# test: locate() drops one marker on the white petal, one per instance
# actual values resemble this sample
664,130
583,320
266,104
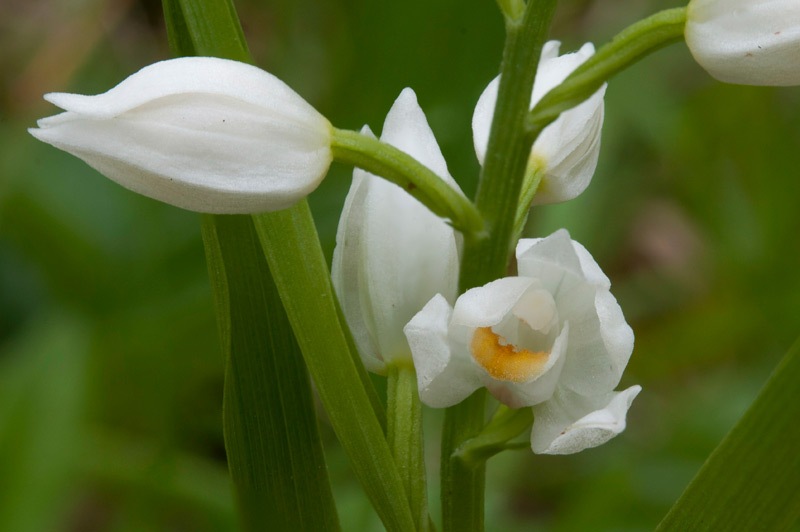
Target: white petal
487,305
569,147
407,128
570,423
552,260
444,377
752,42
482,118
189,75
601,342
591,270
346,270
600,345
206,151
395,252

**Short task**
Update all the rows above, replacing "white petal" with "flower petal" and changing nothing else. Omit the pictures from the output.

**Written solution**
# test: locate() drops one marker on the flower petal, one per instance
# actual values resemble this sample
664,130
583,320
266,104
Target: flower petal
487,305
569,147
407,128
570,423
552,260
444,377
752,42
482,118
189,75
601,342
591,270
346,270
600,345
206,151
395,252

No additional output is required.